▶ What to produce
Leave out all pictures. Extract exactly the lines from the one containing "Where can the brown" through the end of the data.

[Location identification entries]
* * * * *

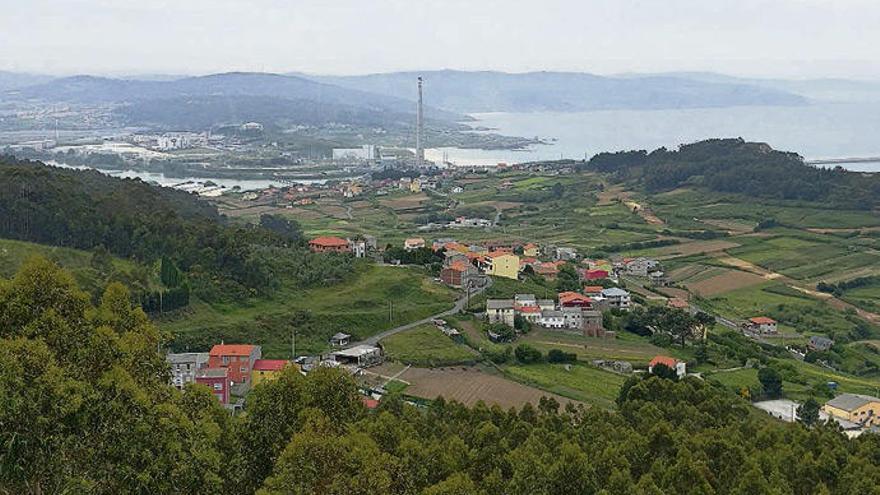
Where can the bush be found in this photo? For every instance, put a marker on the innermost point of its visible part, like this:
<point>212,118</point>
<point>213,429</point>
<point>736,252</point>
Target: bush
<point>558,356</point>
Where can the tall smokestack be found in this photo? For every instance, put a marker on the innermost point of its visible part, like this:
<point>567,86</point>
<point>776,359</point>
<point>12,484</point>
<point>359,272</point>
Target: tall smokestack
<point>420,130</point>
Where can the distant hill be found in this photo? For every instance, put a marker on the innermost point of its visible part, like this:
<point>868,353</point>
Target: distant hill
<point>235,87</point>
<point>14,80</point>
<point>737,166</point>
<point>201,112</point>
<point>469,92</point>
<point>817,89</point>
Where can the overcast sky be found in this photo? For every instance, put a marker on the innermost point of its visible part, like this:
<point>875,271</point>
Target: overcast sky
<point>791,38</point>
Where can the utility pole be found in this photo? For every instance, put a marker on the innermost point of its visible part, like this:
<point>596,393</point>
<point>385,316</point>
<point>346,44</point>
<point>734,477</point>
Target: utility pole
<point>420,129</point>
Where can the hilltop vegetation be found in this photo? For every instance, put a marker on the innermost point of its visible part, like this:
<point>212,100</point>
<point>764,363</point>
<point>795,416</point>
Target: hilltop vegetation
<point>735,166</point>
<point>99,417</point>
<point>133,220</point>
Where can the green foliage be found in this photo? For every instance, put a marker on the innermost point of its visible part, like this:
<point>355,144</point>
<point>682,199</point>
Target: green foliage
<point>771,382</point>
<point>808,412</point>
<point>735,166</point>
<point>527,354</point>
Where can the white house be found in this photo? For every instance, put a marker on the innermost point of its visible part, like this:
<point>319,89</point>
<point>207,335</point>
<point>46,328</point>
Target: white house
<point>616,298</point>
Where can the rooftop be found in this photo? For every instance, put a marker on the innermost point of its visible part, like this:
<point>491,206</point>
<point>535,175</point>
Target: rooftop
<point>270,364</point>
<point>329,241</point>
<point>849,402</point>
<point>186,357</point>
<point>762,320</point>
<point>614,292</point>
<point>499,304</point>
<point>358,351</point>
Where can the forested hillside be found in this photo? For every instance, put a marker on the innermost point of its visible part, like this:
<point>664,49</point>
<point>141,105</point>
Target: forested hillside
<point>98,417</point>
<point>131,219</point>
<point>735,166</point>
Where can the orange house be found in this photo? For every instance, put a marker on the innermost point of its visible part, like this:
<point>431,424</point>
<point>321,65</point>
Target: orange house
<point>238,359</point>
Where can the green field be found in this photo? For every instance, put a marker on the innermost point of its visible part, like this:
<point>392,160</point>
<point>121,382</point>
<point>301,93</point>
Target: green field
<point>91,276</point>
<point>373,299</point>
<point>426,345</point>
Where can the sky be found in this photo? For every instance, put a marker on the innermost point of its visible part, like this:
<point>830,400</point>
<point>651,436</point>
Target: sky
<point>763,38</point>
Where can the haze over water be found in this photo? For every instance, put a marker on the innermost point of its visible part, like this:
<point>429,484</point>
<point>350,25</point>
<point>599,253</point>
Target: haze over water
<point>823,130</point>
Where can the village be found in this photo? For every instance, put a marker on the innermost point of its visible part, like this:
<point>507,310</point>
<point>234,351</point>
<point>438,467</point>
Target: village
<point>230,370</point>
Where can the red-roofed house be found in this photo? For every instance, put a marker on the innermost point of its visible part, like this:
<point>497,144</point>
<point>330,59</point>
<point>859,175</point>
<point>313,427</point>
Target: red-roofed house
<point>267,369</point>
<point>677,303</point>
<point>671,363</point>
<point>762,324</point>
<point>594,274</point>
<point>239,359</point>
<point>329,245</point>
<point>458,273</point>
<point>574,300</point>
<point>217,379</point>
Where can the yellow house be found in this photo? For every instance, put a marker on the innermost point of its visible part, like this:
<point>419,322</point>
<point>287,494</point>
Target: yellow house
<point>530,250</point>
<point>267,369</point>
<point>855,408</point>
<point>503,264</point>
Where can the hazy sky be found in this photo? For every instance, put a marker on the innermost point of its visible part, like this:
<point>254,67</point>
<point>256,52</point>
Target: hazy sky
<point>801,38</point>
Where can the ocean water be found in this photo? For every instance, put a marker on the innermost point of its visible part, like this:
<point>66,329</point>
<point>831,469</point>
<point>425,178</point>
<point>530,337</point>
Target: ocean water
<point>823,130</point>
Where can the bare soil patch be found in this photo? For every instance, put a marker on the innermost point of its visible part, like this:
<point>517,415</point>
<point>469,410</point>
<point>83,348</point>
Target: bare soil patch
<point>726,282</point>
<point>469,385</point>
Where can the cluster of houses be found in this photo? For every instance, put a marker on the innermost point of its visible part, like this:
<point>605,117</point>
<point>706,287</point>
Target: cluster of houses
<point>232,369</point>
<point>359,246</point>
<point>571,311</point>
<point>224,369</point>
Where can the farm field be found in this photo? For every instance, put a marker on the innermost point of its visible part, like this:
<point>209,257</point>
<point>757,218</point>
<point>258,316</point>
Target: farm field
<point>579,382</point>
<point>470,385</point>
<point>626,347</point>
<point>426,345</point>
<point>374,299</point>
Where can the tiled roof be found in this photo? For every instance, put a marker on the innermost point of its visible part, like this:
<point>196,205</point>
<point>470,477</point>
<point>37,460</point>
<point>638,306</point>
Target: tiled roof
<point>666,360</point>
<point>270,364</point>
<point>762,320</point>
<point>329,241</point>
<point>849,402</point>
<point>232,350</point>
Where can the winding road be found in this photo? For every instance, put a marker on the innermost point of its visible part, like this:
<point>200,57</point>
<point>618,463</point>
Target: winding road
<point>459,305</point>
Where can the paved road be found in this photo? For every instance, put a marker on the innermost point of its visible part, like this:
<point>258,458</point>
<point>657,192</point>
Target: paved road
<point>459,305</point>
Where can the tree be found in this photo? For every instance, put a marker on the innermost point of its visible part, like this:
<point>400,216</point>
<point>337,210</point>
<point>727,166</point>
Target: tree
<point>808,412</point>
<point>663,371</point>
<point>771,382</point>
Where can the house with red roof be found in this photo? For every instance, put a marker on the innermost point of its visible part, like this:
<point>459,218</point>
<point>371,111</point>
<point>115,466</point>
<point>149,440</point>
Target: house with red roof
<point>674,364</point>
<point>571,299</point>
<point>267,369</point>
<point>595,274</point>
<point>238,359</point>
<point>217,379</point>
<point>328,244</point>
<point>458,273</point>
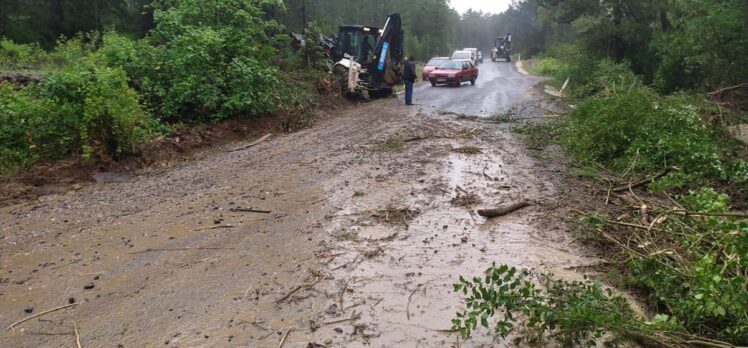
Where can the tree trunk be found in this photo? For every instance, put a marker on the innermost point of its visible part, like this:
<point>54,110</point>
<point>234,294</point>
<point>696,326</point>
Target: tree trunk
<point>619,46</point>
<point>58,12</point>
<point>664,21</point>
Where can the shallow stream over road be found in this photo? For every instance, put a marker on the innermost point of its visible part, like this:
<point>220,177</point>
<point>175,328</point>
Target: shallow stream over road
<point>365,221</point>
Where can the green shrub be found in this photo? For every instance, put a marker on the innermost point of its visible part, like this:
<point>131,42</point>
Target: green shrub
<point>15,56</point>
<point>572,313</point>
<point>83,110</point>
<point>211,60</point>
<point>636,127</point>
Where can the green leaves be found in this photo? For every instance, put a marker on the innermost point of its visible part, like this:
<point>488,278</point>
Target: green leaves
<point>575,312</point>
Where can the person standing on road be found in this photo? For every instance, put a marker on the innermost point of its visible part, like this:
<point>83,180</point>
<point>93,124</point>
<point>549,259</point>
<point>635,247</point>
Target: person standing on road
<point>409,77</point>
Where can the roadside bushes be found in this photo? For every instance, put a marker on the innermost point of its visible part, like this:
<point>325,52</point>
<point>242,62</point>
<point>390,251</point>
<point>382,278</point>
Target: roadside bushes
<point>213,60</point>
<point>83,110</point>
<point>107,94</point>
<point>16,56</point>
<point>636,129</point>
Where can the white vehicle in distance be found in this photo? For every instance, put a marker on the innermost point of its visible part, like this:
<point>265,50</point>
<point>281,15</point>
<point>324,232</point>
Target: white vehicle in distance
<point>475,52</point>
<point>465,55</point>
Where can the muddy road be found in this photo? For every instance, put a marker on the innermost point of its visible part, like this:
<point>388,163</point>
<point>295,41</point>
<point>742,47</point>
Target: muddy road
<point>347,234</point>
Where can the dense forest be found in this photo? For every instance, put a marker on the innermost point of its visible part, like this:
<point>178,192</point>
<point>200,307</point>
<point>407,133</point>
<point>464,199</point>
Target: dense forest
<point>655,85</point>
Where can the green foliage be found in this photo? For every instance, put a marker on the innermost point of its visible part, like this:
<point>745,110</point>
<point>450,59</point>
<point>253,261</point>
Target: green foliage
<point>16,56</point>
<point>635,127</point>
<point>574,313</point>
<point>83,110</point>
<point>698,274</point>
<point>705,48</point>
<point>212,60</point>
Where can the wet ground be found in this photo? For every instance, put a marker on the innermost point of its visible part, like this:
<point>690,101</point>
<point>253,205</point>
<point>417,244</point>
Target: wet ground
<point>346,234</point>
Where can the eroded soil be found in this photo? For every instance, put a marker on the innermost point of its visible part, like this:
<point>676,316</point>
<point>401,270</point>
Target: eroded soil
<point>365,221</point>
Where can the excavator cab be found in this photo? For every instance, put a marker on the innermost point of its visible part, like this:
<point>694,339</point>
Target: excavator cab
<point>503,48</point>
<point>367,60</point>
<point>356,41</point>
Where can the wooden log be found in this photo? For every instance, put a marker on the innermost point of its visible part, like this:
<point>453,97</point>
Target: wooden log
<point>501,211</point>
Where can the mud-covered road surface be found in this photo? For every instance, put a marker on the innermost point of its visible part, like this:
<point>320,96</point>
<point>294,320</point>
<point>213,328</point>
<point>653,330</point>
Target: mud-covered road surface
<point>362,225</point>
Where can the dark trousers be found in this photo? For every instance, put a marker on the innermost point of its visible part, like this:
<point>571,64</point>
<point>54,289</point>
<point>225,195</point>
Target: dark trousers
<point>408,92</point>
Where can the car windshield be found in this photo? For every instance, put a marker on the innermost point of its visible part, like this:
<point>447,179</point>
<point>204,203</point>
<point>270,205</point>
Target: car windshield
<point>435,61</point>
<point>461,55</point>
<point>451,65</point>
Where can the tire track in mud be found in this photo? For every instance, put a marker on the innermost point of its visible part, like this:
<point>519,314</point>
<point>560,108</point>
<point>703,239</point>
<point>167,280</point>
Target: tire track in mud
<point>356,227</point>
<point>398,276</point>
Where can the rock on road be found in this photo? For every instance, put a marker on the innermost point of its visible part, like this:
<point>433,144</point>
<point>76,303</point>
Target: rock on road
<point>372,219</point>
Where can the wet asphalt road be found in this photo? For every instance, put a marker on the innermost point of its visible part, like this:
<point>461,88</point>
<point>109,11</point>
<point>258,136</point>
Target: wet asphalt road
<point>499,87</point>
<point>360,249</point>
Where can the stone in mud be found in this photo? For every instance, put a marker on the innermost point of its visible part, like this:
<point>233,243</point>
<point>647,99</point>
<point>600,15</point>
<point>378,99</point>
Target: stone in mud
<point>332,309</point>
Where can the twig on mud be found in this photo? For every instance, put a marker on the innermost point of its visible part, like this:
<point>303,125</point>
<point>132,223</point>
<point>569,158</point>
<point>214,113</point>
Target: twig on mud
<point>250,210</point>
<point>340,296</point>
<point>244,298</point>
<point>149,250</point>
<point>77,336</point>
<point>354,316</point>
<point>684,212</point>
<point>283,340</point>
<point>308,286</point>
<point>551,111</point>
<point>410,297</point>
<point>11,326</point>
<point>265,137</point>
<point>272,333</point>
<point>212,228</point>
<point>346,264</point>
<point>643,182</point>
<point>491,213</point>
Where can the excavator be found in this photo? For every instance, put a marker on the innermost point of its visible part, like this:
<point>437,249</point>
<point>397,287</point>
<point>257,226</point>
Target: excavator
<point>367,60</point>
<point>502,48</point>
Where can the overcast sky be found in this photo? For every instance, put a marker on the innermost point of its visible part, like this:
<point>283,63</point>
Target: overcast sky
<point>490,6</point>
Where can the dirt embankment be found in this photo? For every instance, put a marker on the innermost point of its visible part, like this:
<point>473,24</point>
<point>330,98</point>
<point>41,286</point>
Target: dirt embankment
<point>346,234</point>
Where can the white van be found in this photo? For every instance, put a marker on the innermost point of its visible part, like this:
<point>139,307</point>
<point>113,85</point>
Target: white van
<point>465,55</point>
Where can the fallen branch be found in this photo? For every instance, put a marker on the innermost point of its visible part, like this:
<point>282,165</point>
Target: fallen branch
<point>283,340</point>
<point>11,326</point>
<point>410,297</point>
<point>77,336</point>
<point>265,137</point>
<point>501,211</point>
<point>640,183</point>
<point>176,249</point>
<point>213,228</point>
<point>354,316</point>
<point>695,213</point>
<point>308,286</point>
<point>722,90</point>
<point>250,210</point>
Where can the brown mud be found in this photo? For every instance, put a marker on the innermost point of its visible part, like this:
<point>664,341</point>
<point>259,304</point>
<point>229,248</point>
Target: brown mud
<point>347,234</point>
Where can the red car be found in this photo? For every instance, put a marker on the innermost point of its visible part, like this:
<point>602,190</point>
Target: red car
<point>431,66</point>
<point>454,72</point>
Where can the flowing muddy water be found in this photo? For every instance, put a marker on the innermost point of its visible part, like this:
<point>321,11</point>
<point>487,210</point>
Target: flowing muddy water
<point>365,221</point>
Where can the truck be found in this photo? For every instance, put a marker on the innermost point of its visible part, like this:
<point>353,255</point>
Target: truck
<point>367,61</point>
<point>502,48</point>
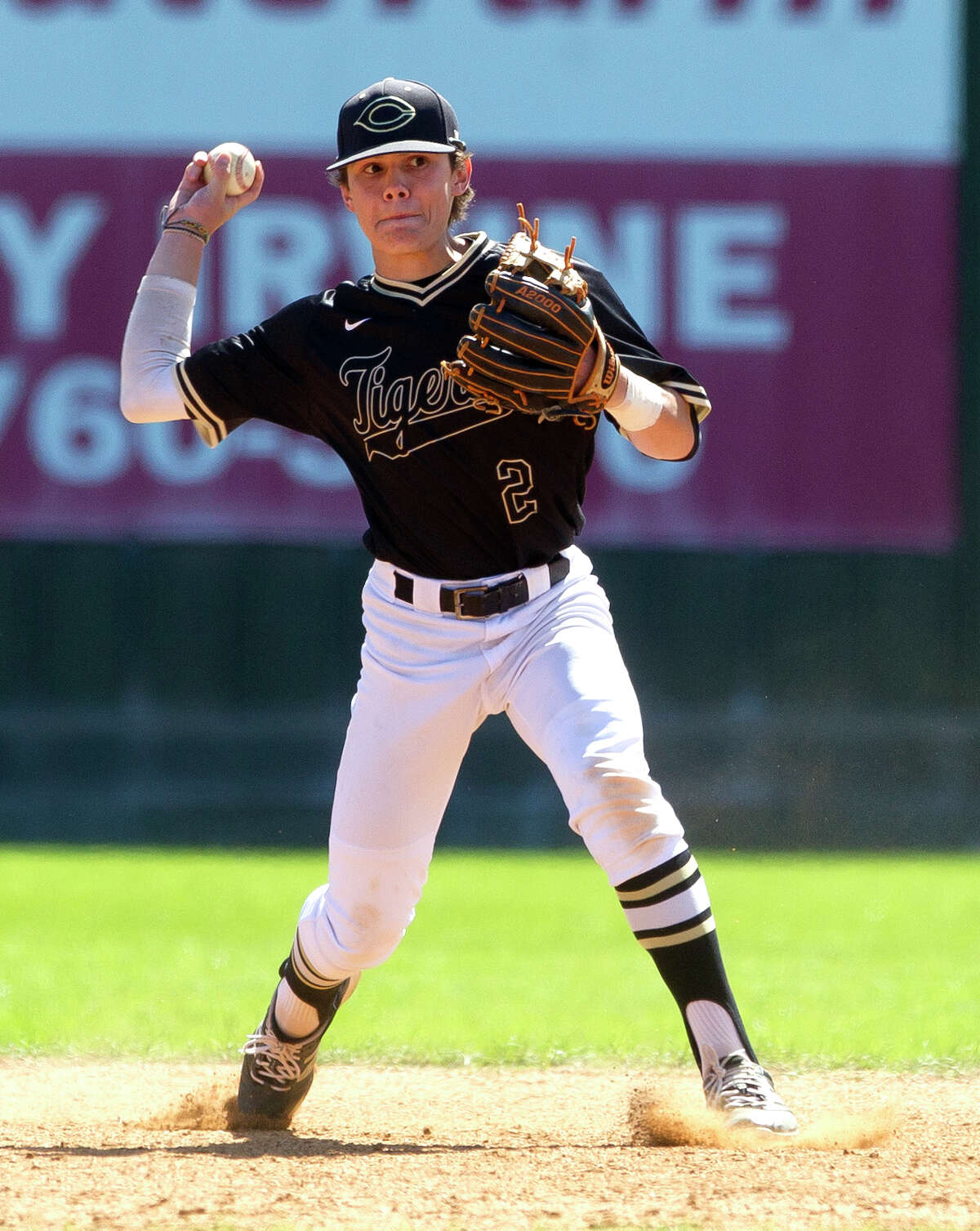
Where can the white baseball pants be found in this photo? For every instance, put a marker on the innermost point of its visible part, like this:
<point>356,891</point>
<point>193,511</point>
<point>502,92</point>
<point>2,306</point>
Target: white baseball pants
<point>427,682</point>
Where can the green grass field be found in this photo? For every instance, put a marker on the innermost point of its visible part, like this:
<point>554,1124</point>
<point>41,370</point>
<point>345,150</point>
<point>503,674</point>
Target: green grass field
<point>519,958</point>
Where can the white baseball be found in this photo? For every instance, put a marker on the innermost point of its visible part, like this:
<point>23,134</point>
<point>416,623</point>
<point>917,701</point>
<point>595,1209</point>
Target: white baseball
<point>243,167</point>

* * * * *

▶ Solution to this problem
Where can the brown mud be found in this photo? For every instance, put a marker on the innermost point of its visible part, like this:
<point>664,341</point>
<point>259,304</point>
<point>229,248</point>
Target: brown mud
<point>347,234</point>
Where can the red car be found in this photo? For every instance, put a marker on the innermost point of its visible part, like this:
<point>602,190</point>
Target: red car
<point>431,66</point>
<point>454,72</point>
Where can the flowing muddy water be found in this photo? For every instance, put a marker on the innermost point of its visible part, like this:
<point>321,11</point>
<point>487,210</point>
Target: flowing muddy water
<point>365,221</point>
Where can the truck be found in this photo? For every instance, put a marker on the innermost point of its visible part, like this:
<point>353,255</point>
Target: truck
<point>367,61</point>
<point>502,48</point>
Where can the white baseball pants be found in this photo? For every instance, put a marker on the innermost point of its visible part, like this:
<point>356,891</point>
<point>193,511</point>
<point>502,92</point>
<point>2,306</point>
Target: white baseball pants
<point>427,682</point>
Where can the green grass field be found in this photo? For every instance, put a marker on the innermost point of its visible part, like this:
<point>554,1124</point>
<point>41,370</point>
<point>345,150</point>
<point>503,674</point>
Target: green grass field
<point>519,958</point>
Where can the white baseball be found in this photo? For every instance, put a marker on the innermost point of its visible part, like this:
<point>23,134</point>
<point>416,623</point>
<point>917,701</point>
<point>595,1209</point>
Target: white baseball
<point>243,167</point>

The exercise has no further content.